◆ What you will do
Collect every line of the listing below that contains the string "pixels". Case counts, so match uppercase and lowercase letters precisely.

◆ Recorded information
Content starts

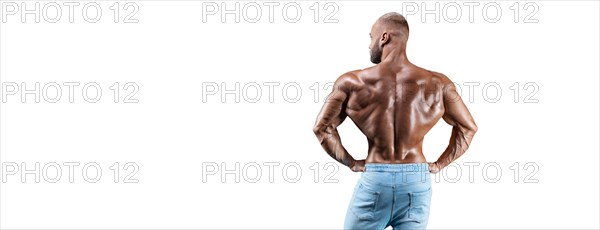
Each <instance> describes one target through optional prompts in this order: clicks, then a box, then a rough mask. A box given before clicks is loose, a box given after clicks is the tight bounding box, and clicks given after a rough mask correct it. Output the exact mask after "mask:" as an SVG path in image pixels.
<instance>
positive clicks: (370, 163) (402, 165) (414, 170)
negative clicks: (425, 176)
mask: <svg viewBox="0 0 600 230" xmlns="http://www.w3.org/2000/svg"><path fill="white" fill-rule="evenodd" d="M365 172H429V164H428V163H406V164H379V163H366V164H365Z"/></svg>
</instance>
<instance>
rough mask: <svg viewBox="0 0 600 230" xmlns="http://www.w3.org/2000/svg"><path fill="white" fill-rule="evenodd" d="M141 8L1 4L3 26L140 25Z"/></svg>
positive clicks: (114, 4) (70, 2)
mask: <svg viewBox="0 0 600 230" xmlns="http://www.w3.org/2000/svg"><path fill="white" fill-rule="evenodd" d="M139 10H140V7H139V5H138V4H137V3H136V2H120V1H112V2H108V1H98V2H93V1H92V2H80V1H2V2H0V18H1V20H2V23H13V22H20V23H42V22H44V23H58V22H69V23H76V22H86V23H98V22H101V21H103V20H110V21H112V22H114V23H138V22H139V19H138V17H137V13H138V12H139Z"/></svg>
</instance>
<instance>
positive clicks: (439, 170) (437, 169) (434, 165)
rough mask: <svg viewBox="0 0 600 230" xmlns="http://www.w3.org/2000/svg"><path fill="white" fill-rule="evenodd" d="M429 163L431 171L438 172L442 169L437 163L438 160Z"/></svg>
mask: <svg viewBox="0 0 600 230" xmlns="http://www.w3.org/2000/svg"><path fill="white" fill-rule="evenodd" d="M428 164H429V172H430V173H433V174H436V173H438V172H439V171H440V170H441V168H440V166H439V165H438V164H437V162H429V163H428Z"/></svg>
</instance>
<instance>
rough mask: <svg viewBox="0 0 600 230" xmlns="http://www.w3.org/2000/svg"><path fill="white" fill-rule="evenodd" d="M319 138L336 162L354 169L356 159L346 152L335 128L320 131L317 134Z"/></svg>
mask: <svg viewBox="0 0 600 230" xmlns="http://www.w3.org/2000/svg"><path fill="white" fill-rule="evenodd" d="M315 134H316V135H317V138H318V139H319V141H320V142H321V146H322V147H323V149H324V150H325V152H327V154H329V156H331V157H332V158H333V159H335V160H336V161H338V162H340V163H341V164H343V165H345V166H348V167H350V168H351V167H352V165H354V162H355V160H354V158H353V157H352V156H351V155H350V154H349V153H348V151H346V149H345V148H344V146H343V145H342V141H341V139H340V136H339V134H338V132H337V130H336V129H335V128H331V127H330V128H327V129H320V130H317V131H316V132H315Z"/></svg>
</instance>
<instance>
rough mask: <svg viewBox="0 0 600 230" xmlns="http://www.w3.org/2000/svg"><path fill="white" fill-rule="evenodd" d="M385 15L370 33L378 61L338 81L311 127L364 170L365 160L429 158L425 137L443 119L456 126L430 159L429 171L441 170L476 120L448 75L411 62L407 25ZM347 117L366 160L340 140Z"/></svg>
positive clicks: (443, 166) (341, 159)
mask: <svg viewBox="0 0 600 230" xmlns="http://www.w3.org/2000/svg"><path fill="white" fill-rule="evenodd" d="M384 17H386V15H384V16H382V18H380V19H379V20H377V22H376V23H375V24H374V25H373V27H372V29H371V33H370V35H371V45H370V46H369V49H370V50H371V60H372V61H373V62H374V63H375V64H377V65H375V66H372V67H369V68H366V69H362V70H355V71H350V72H348V73H345V74H343V75H341V76H340V77H339V78H338V79H337V80H336V82H335V87H333V91H332V92H331V94H330V95H329V96H328V98H327V101H326V102H325V104H324V105H323V108H322V109H321V112H320V113H319V115H318V117H317V121H316V124H315V126H314V128H313V131H314V132H315V134H316V136H317V138H318V140H319V142H320V143H321V145H322V147H323V148H324V149H325V151H326V152H327V153H328V154H329V155H330V156H331V157H333V158H334V159H335V160H337V161H338V162H340V163H342V164H344V165H345V166H348V167H349V168H350V169H351V170H352V171H355V172H360V171H364V169H365V163H387V164H403V163H424V162H427V160H426V159H425V156H424V155H423V150H422V146H423V139H424V137H425V135H426V134H427V132H428V131H429V130H430V129H431V128H432V127H433V126H434V125H435V124H436V123H437V122H438V121H439V120H440V118H442V119H443V120H444V121H445V122H446V123H448V124H449V125H451V126H453V128H452V134H451V136H450V142H449V144H448V147H447V148H446V150H445V151H444V152H443V153H442V154H441V155H440V157H439V158H438V159H437V160H436V161H434V162H429V171H430V172H432V173H437V172H439V171H440V170H441V169H442V168H444V167H446V166H447V165H448V164H450V163H452V162H453V161H455V160H456V159H458V158H459V157H460V156H461V155H463V154H464V153H465V151H466V150H467V149H468V147H469V144H470V143H471V140H472V139H473V136H474V135H475V132H477V125H476V124H475V121H474V120H473V118H472V117H471V114H470V113H469V110H468V109H467V107H466V106H465V104H464V103H463V101H462V99H461V97H460V95H459V94H458V93H457V92H456V90H455V88H454V84H453V83H452V81H451V80H450V79H449V78H448V77H446V76H445V75H443V74H441V73H437V72H433V71H429V70H426V69H423V68H421V67H418V66H416V65H414V64H412V63H411V62H409V60H408V58H407V57H406V42H407V40H408V26H406V27H402V26H399V25H398V23H397V22H398V20H404V18H403V17H402V16H401V15H388V16H387V18H384ZM390 17H391V19H392V20H389V19H390ZM398 17H402V18H398ZM404 22H405V20H404ZM347 117H349V118H350V119H352V121H353V122H354V123H355V124H356V125H357V126H358V128H359V129H360V130H361V131H362V133H363V134H364V135H365V136H366V137H367V140H368V143H369V148H368V155H367V158H366V159H364V160H355V159H354V158H353V157H352V156H351V155H350V154H349V153H348V151H347V150H346V149H345V148H344V146H343V145H342V142H341V140H340V136H339V134H338V131H337V127H338V126H339V125H340V124H341V123H342V122H343V121H344V120H345V119H346V118H347Z"/></svg>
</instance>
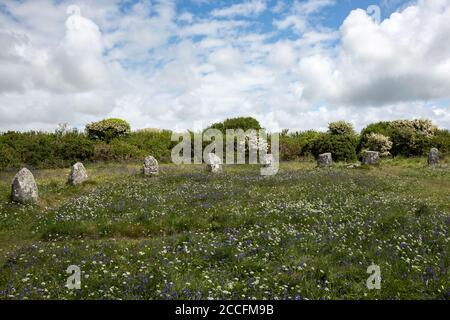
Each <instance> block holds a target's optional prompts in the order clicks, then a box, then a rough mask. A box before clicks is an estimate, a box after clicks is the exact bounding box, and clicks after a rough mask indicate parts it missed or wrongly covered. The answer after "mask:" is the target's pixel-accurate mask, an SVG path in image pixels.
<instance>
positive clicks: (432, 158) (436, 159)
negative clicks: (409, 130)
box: [428, 148, 439, 167]
mask: <svg viewBox="0 0 450 320" xmlns="http://www.w3.org/2000/svg"><path fill="white" fill-rule="evenodd" d="M438 164H439V150H438V149H436V148H432V149H431V150H430V154H429V155H428V165H429V166H430V167H434V166H437V165H438Z"/></svg>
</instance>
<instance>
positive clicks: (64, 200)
mask: <svg viewBox="0 0 450 320" xmlns="http://www.w3.org/2000/svg"><path fill="white" fill-rule="evenodd" d="M449 163H450V159H444V160H443V161H442V162H441V165H440V167H438V168H435V169H429V168H427V166H426V159H425V158H413V159H394V160H392V159H391V160H383V162H382V164H381V165H380V166H378V167H371V168H368V167H361V168H357V169H347V168H346V166H345V165H344V164H336V165H335V166H334V167H333V168H329V169H327V168H316V167H315V163H314V162H312V161H311V162H302V163H300V162H292V163H290V162H286V163H282V164H281V168H280V171H279V173H278V174H277V175H275V176H273V177H262V176H260V174H259V167H258V166H246V165H243V166H237V165H236V166H225V168H224V173H223V174H222V175H220V176H213V175H210V174H208V173H206V171H205V167H204V166H202V165H184V166H175V165H161V173H160V175H159V176H158V177H151V178H148V177H147V178H146V177H143V176H141V175H140V173H139V169H140V166H139V164H125V163H124V164H117V163H116V164H87V165H86V168H87V170H88V174H89V176H90V181H89V182H87V183H85V184H83V185H81V186H75V187H74V186H69V185H67V184H66V181H67V175H68V173H69V171H70V170H69V169H51V170H37V171H33V173H34V174H35V178H36V181H37V184H38V187H39V192H40V197H41V200H40V204H39V206H35V207H32V206H23V205H18V204H13V203H11V202H10V199H9V195H10V184H11V180H12V178H13V176H14V174H15V172H13V171H2V172H0V299H449V298H450V281H449V279H450V270H449V265H450V263H449V262H450V261H449V260H450V259H449V258H450V255H449V247H450V246H449V244H450V237H449V233H448V229H449V226H450V165H449ZM371 264H376V265H379V266H380V268H381V277H382V282H381V290H368V289H367V287H366V280H367V278H368V276H369V274H367V273H366V271H367V268H368V266H369V265H371ZM69 265H78V266H79V267H80V268H81V271H82V279H81V290H69V289H68V288H66V287H65V284H66V279H67V277H68V276H69V274H67V273H66V269H67V268H68V266H69Z"/></svg>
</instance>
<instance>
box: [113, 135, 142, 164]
mask: <svg viewBox="0 0 450 320" xmlns="http://www.w3.org/2000/svg"><path fill="white" fill-rule="evenodd" d="M110 147H111V149H110V150H111V157H112V159H111V160H122V161H127V160H133V159H135V160H139V159H143V158H145V156H146V155H147V154H146V152H145V151H144V150H142V149H139V148H138V147H137V146H135V145H132V144H130V143H127V142H126V141H122V140H119V139H115V140H113V141H111V143H110Z"/></svg>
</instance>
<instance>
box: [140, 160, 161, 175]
mask: <svg viewBox="0 0 450 320" xmlns="http://www.w3.org/2000/svg"><path fill="white" fill-rule="evenodd" d="M142 173H143V174H144V175H146V176H156V175H158V173H159V165H158V161H157V160H156V159H155V158H154V157H152V156H148V157H147V158H145V160H144V165H143V166H142Z"/></svg>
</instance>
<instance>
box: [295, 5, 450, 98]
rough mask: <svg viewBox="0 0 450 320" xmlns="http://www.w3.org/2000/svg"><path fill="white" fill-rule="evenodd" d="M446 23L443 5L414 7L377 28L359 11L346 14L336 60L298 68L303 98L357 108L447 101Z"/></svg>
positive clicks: (446, 42) (313, 58) (447, 56)
mask: <svg viewBox="0 0 450 320" xmlns="http://www.w3.org/2000/svg"><path fill="white" fill-rule="evenodd" d="M449 19H450V4H449V2H448V1H420V2H419V4H418V5H416V6H410V7H408V8H406V9H405V10H403V11H402V12H398V13H394V14H393V15H392V16H391V17H390V18H388V19H386V20H384V21H383V22H382V23H381V24H377V23H376V22H375V21H374V20H373V19H372V18H371V17H369V16H368V15H367V13H366V12H365V11H363V10H355V11H353V12H351V13H350V15H349V16H348V18H347V19H346V20H345V21H344V23H343V25H342V26H341V29H340V34H341V36H340V39H341V45H340V48H339V52H338V55H337V57H336V58H334V59H333V58H330V56H318V55H316V56H313V57H307V58H305V59H304V60H303V61H301V62H300V72H301V73H302V74H303V75H304V78H305V83H306V85H305V91H304V92H305V98H306V99H309V100H314V99H315V98H317V94H318V92H319V91H320V92H322V93H323V94H324V95H325V96H326V97H327V99H329V101H330V102H334V103H338V104H349V105H357V106H365V105H387V104H395V103H400V102H407V101H418V100H423V101H429V100H433V99H446V98H448V97H449V96H450V77H449V76H448V75H449V74H450V45H449V43H448V41H443V39H444V38H446V37H448V35H449V34H450V25H449V24H448V21H449ZM313 70H314V71H313Z"/></svg>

Content ends

◆ Reply to the exercise
Each <instance> describes one target through optional prompts in this order: clicks, then a box, then a rough mask. A box given before clicks is loose, a box given after clicks is the tight bounding box, and clicks given after a rough mask correct it. Output the exact mask after "mask:" as an SVG path in image pixels.
Each <instance> block holds a target's optional prompts in the order clicks, then a box, then a rough mask. A box before clicks is an estimate, a box after clicks is the exact bounding box, and clicks after a rough mask indicate parts it missed or wrongly covered. The answer after "mask:" is the target's pixel-accurate mask, an SVG path in image pixels.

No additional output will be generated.